Problems to solve:
A: Please duplicate the passage of the COVID-19 research roundup starting with "Study highlights evidence" and going on through "Academy of Sciences.".
B: According to the COVID-19 research roundup, how many passengers and crew on the Diamond Princess were infected?

Page extract:
-=-=-=-=-

Except for a slight decrease from Mar 29 to Apr 11, 2020, emergency department (ED) visits involving drug and opioid overdoses (ODs) were 1% to 45% more frequent than in 2019, according to a JAMA Psychiatry study published yesterday.

The researchers also found that the median number of ED visits per 100,000 involving mental health conditions (MHCs), suicide attempts (SAs), and suspected child abuse and neglect (SCAN) cases also increased during the COVID-19 pandemic despite the decrease in overall visits.

Intimate partner violence (IPV) was the only measured category that did not show an increase (28.3 vs 27.5 per 100,000 visits).

The researchers looked at ED visits from Dec 30, 2018, through Oct 10, 2020, to compare pandemic visits with a 2019 baseline. The National Syndromic Surveillance Program, which looks at approximately 70% of the country’s ED visits, showed that total weekly visits decreased from Mar 8 to 28, 2020, but rates for all six outcomes increased. (The national emergency was declared Mar 13, 2020, followed by “15 Days to Slow the Spread.”)

Overall, median ED visit counts from Mar 15 to Oct 10, 2020, were significantly higher for SAs (4,940 vs 4,656 in 2019), all ODs (15,604 vs 13,371), and opioid ODs (5,502 vs 4,168). They were lower for IPV visits (442 vs 484) and SCAN cases (884 vs 1,038), but the rate of SCAN cases among all ED visits rose.

Near the end of the study period, the rate of the measured outcomes began to decrease even as total visits continued to rise. The researchers write, “This decrease could be indicative of a number of issues: the public resuming normal health-seeking behaviors, the lifting of stay-at-home orders and a perception of increased safety and reduced risk of COVID-19 spread, or the public’s adjustment to mitigation measures or ability to identify coping strategies (eg, telehealth or telemental health services and consolation from widespread messaging).”

The authors conclude, “This study demonstrates that people still visited EDs for these outcomes and that, for the most part, visits for these outcomes decreased to a lesser extent than overall ED visits.”
Feb 3 JAMA Psychiatry study

 

Study highlights evidence for airborne cruise ship COVID spread

Mean estimates of short-range, long-range, and fomite (contaminated surface) COVID-19 transmissions on the Diamond Princess cruise ship were respectively 35%, 35%, and 30%, according to a modeling study published yesterday in Proceedings of the National Academy of Sciences.

Of the airborne transmissions, 41% and were estimated to be from larger respiratory droplets and 59% from smaller respiratory aerosols, the investigators note.

The Diamond Princess outbreak began from one passenger who was on the ship Jan 20 to 25, 2020, and in the following weeks (2 of which passengers were in quarantine), 712 out of 3,711 (19.2%) passengers and crew were infected. Once released, at least 57 people had positive polymerase chain reaction samples collected within 3 days.

To create transmission models, the researchers adapted Markov chain, dose-response, and Reed-Frost epidemic models and found that 132 of 21,600 possible scenarios met acceptability criteria based on the recorded cases. Smaller aerosols were defined as less than 5 micrometers (µm) in diameter, and larger droplets as between 5 and 10 µm in diameter.

Quarantine, the researchers note, did affect infection spread: Fomite transmission went down after quarantine began because of the limited indoor public areas as well as an increased amount of handwashing. Contribution of large droplets vs small aerosols changed, too, going from median estimates of 40% and 60%, respectively, to 15% and 85%, suggesting that most quarantine transmissions were from short-ranged, small aerosols.

“Our results demonstrate that aerosol inhalation was likely the dominant contributor to COVID-19 transmission among the passengers, even considering a conservative assumption of high ventilation rates and no air recirculation conditions for the cruise ship,” the researchers write. “This model approach has broad applicability beyond COVID-19 and cruise ships and can be used for estimating the contribution of transmission pathways of other airborne infectious diseases such as measles, tuberculosis, and influenza in other infection outbreaks.”

-=-=-=-=-

Provided data:
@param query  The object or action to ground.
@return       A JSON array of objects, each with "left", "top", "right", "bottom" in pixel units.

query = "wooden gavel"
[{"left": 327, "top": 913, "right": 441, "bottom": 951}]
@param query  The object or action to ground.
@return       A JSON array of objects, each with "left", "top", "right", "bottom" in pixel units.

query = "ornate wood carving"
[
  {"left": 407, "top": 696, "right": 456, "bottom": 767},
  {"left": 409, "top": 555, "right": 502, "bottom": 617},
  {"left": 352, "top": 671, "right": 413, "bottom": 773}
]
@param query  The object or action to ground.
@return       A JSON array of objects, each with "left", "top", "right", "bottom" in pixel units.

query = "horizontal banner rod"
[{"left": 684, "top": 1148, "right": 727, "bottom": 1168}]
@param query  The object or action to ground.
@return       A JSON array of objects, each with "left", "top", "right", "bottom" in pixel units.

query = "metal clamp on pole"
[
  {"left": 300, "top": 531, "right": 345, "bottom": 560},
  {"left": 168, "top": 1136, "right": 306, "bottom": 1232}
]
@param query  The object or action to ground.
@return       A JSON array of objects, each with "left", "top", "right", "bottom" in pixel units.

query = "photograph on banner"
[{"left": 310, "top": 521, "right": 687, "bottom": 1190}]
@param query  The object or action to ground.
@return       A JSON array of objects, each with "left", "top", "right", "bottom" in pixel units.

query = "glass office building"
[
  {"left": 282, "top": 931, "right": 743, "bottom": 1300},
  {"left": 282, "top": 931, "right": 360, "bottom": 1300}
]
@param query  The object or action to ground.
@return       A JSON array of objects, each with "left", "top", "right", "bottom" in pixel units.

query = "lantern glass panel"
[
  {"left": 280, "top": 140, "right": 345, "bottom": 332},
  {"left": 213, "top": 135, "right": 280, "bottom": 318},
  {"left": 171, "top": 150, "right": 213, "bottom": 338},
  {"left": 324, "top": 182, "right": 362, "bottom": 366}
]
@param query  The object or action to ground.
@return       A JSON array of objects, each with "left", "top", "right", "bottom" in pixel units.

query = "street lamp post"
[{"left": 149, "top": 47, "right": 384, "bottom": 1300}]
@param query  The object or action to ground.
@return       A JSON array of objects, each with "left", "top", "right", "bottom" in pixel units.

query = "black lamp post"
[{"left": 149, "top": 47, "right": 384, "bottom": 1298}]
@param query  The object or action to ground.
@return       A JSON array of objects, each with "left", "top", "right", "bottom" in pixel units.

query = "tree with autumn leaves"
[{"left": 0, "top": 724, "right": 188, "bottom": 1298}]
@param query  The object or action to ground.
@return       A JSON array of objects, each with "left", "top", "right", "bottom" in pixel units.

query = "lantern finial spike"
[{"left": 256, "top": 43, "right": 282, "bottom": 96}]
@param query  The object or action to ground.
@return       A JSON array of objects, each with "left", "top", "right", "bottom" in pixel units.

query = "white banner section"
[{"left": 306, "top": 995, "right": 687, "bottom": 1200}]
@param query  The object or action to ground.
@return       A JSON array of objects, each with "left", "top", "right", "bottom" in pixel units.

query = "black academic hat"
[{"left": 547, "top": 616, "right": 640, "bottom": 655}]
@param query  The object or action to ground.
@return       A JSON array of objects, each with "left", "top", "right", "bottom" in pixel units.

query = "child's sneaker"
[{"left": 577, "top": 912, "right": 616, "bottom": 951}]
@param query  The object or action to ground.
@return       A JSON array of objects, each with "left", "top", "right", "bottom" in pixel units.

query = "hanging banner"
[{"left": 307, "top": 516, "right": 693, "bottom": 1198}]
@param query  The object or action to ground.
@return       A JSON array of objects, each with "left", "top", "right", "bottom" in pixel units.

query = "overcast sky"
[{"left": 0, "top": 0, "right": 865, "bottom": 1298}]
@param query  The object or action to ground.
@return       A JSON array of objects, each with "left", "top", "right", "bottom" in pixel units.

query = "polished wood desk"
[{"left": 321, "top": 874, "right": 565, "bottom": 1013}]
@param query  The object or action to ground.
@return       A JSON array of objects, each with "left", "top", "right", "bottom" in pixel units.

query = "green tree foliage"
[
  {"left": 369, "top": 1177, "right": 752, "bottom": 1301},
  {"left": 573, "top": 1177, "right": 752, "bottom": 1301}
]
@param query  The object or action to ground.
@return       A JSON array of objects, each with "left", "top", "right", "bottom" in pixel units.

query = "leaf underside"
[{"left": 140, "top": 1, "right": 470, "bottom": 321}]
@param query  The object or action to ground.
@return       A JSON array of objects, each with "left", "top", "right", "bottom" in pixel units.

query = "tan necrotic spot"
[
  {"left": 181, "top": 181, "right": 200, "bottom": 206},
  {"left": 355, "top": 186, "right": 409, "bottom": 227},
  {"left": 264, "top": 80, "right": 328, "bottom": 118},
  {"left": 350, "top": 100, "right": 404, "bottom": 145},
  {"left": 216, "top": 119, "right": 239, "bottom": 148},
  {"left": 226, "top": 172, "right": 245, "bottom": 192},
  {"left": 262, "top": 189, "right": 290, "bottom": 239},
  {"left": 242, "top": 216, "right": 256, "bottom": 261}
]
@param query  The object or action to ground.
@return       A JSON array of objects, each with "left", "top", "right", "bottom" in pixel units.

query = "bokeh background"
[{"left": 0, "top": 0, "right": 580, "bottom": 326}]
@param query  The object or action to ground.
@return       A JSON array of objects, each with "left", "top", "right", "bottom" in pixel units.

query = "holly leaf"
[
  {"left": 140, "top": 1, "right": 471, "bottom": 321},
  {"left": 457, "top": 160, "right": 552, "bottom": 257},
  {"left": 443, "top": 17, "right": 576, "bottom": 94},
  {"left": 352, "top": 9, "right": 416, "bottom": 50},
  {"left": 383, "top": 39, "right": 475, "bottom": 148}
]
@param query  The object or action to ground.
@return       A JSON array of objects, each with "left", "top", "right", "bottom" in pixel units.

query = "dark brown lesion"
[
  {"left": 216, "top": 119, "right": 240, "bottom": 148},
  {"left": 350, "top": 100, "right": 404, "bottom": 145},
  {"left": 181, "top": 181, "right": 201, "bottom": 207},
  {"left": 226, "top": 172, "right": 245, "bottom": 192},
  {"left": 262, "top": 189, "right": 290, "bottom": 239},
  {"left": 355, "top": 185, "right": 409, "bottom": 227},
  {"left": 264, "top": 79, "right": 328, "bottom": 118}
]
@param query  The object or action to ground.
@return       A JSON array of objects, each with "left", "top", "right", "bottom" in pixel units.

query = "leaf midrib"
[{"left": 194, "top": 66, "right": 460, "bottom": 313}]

-=-=-=-=-

Task-by-task outputs:
A:
Study highlights evidence for airborne cruise ship COVID spread

Mean estimates of short-range, long-range, and fomite (contaminated surface) COVID-19 transmissions on the Diamond Princess cruise ship were respectively 35%, 35%, and 30%, according to a modeling study published yesterday in Proceedings of the National Academy of Sciences.

B: 712 out of 3,711 (19.2%).